Postvervoer per spoor vindt al sinds het ontstaan van de spoorwegen plaats. In getrokken treinen rijden speciale postrijtuigen mee en er rijden aparte nachtposttreinen. Speciaal voor de dienst met het nieuwe elektrische en dieselelektrische treinstellen zijn eind jaren ’30 stroomlijnpostrijtuigen met automatische koppelingen ontwikkeld. Omdat het groeiende postvervoer in reizigerstreinen voor steeds meer vertraging zorgt, wordt in de jaren ’50 besloten het postvervoer deels onafhankelijk van het reizigersvervoer uit te voeren. Als tijdelijke oplossing zijn tussen 1956 en 1960 25 Blokkendoosrijtuigen omgebouwd tot motorpostrijtuigen. Hierna ontwikkelen NS en PTT geheel nieuwe motorpostrijtuigen. In eerste instantie bestellen NS en PTT in 1963 tien motorpostrijtuigen ter vervanging van het Materieel ’24. Uiteindelijk bouwt Werkspoor tussen 1965 en 1966 in totaal 35 motorpostrijtuigen van de serie mP 3001-3035.

De nieuwe motorposten krijgen vrijwel dezelfde kop als het Materieel ’64. De ramen zijn gelijk, maar de neus is platter zodat er ruimte is voor een bufferbalk. Ook voor de aandrijving wordt gebruik gemaakt van dezelfde techniek als bij de Plan T-treinstellen. De rijtuigen krijgen normale schroefkoppelingen en buffers. Zo kunnen ze goederenwagens en postrijtuigen uit de series Plan C en Plan L meevoeren. Ze krijgen dezelfde bruine kleurstelling als de oude blokkendoos-motorposten. De PTT is eigenaar van de motorpostrijtuigen. Naast de cabinedeuren is het logo van het bedrijf aangebracht. NS onderhoudt en exploiteert de rijtuigen.

▸ Uit te voeren
1. Zet de alinea uit de geselecteerde passage die begint met "De nieuwe motorposten krijgen" om in een beknopte opsomming met behoud van de belangrijkste feiten.
2. Welk bedrijf bouwde volgens de geselecteerde passage de motorpostrijtuigen van de serie mP 3001-3035?
3. Noem alle viercijferige jaartallen die in de geselecteerde passage voorkomen.

▸ Aangeleverde regels
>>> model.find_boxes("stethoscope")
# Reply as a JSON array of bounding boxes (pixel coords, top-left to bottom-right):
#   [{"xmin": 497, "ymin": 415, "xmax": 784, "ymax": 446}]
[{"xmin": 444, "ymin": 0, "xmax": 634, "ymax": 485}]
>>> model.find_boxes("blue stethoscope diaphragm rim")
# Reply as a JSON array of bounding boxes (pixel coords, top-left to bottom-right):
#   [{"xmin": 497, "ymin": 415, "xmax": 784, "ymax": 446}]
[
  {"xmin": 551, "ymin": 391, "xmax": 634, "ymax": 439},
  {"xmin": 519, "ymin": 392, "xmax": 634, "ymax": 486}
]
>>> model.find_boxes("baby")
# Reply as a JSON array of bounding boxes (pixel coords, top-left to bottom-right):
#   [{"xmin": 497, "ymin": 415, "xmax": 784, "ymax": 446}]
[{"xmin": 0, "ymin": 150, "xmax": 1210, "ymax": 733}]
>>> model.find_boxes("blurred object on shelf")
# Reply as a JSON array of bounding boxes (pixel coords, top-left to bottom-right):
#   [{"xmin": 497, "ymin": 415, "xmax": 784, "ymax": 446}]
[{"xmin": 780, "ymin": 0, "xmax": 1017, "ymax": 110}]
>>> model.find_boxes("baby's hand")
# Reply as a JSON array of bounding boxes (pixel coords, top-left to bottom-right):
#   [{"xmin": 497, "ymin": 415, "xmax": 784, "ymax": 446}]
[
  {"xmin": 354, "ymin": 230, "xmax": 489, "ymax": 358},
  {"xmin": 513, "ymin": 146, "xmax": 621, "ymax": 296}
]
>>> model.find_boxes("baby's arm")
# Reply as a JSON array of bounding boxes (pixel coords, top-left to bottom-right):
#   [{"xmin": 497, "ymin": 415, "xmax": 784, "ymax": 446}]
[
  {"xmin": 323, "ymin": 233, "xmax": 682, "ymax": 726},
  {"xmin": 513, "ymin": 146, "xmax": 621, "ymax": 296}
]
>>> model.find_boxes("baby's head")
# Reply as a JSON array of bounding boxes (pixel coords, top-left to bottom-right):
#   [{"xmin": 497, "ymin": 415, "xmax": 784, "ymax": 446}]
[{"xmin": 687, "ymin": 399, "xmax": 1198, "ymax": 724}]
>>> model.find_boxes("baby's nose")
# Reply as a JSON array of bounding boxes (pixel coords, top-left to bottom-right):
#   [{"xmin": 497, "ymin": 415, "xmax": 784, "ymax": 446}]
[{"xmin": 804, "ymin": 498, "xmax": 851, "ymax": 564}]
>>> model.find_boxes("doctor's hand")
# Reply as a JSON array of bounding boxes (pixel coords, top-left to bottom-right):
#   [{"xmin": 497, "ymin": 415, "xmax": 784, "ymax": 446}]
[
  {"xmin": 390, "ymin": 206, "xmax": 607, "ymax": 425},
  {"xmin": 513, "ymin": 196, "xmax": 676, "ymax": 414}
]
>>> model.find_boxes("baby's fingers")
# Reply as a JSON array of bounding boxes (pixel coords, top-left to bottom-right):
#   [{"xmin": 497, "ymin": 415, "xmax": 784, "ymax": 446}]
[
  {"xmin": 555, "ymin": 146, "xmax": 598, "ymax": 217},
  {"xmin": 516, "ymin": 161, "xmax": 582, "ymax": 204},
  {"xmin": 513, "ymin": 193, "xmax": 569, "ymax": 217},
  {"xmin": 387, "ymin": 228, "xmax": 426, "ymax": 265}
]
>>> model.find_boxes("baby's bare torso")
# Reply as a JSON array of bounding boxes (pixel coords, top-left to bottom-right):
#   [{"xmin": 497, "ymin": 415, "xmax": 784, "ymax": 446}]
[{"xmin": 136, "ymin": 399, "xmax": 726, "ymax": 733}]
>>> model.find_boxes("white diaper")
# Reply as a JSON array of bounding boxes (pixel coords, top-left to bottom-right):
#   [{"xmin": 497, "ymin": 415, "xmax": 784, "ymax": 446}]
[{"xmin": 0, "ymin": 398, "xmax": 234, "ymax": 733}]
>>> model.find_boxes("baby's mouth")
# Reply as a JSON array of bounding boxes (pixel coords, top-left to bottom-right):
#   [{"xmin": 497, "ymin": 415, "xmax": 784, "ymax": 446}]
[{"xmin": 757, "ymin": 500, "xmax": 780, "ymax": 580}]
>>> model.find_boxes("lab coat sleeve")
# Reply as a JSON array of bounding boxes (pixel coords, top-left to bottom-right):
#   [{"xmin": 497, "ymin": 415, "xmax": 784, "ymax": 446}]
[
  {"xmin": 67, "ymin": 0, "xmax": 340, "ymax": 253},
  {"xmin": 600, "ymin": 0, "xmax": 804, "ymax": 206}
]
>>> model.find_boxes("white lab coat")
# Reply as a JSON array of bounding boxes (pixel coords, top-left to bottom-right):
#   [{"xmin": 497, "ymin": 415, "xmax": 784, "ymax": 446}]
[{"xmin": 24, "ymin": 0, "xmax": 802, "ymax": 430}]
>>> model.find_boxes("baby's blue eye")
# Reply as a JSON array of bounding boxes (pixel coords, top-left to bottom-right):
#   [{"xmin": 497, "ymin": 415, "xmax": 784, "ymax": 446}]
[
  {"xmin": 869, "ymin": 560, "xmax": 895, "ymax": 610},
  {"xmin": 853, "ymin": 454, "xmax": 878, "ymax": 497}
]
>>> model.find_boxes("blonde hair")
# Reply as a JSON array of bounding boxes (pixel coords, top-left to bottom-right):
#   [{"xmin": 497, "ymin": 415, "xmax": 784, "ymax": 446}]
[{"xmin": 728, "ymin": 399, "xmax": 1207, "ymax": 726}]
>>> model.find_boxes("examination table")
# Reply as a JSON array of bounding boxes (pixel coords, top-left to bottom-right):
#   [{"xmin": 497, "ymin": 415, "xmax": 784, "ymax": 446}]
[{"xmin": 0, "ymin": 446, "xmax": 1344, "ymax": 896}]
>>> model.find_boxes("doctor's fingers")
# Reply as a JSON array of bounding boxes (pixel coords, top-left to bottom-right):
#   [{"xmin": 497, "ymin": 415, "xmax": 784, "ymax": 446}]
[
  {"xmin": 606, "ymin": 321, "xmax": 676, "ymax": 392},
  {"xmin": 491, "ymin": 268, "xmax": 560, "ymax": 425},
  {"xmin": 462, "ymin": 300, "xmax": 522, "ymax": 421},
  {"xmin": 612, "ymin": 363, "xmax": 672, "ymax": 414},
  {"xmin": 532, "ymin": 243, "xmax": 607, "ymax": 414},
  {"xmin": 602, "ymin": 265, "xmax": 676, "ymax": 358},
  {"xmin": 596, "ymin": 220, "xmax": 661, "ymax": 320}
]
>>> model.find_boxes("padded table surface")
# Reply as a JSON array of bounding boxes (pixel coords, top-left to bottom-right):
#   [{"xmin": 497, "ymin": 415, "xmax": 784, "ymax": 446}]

▸ Uitwerking per opdracht
1.
- Kop vrijwel gelijk aan die van het Materieel ’64: dezelfde ramen, maar een plattere neus met ruimte voor een bufferbalk.
- Aandrijving volgens dezelfde techniek als bij de Plan T-treinstellen.
- Normale schroefkoppelingen en buffers, zodat goederenwagens en postrijtuigen uit de series Plan C en Plan L meegevoerd kunnen worden.
- Dezelfde bruine kleurstelling als de oude blokkendoos-motorposten.
- Eigendom van de PTT, met het bedrijfslogo naast de cabinedeuren.
- Onderhoud en exploitatie door NS.

2. Werkspoor.

3. 1956, 1960, 1963, 1965, 1966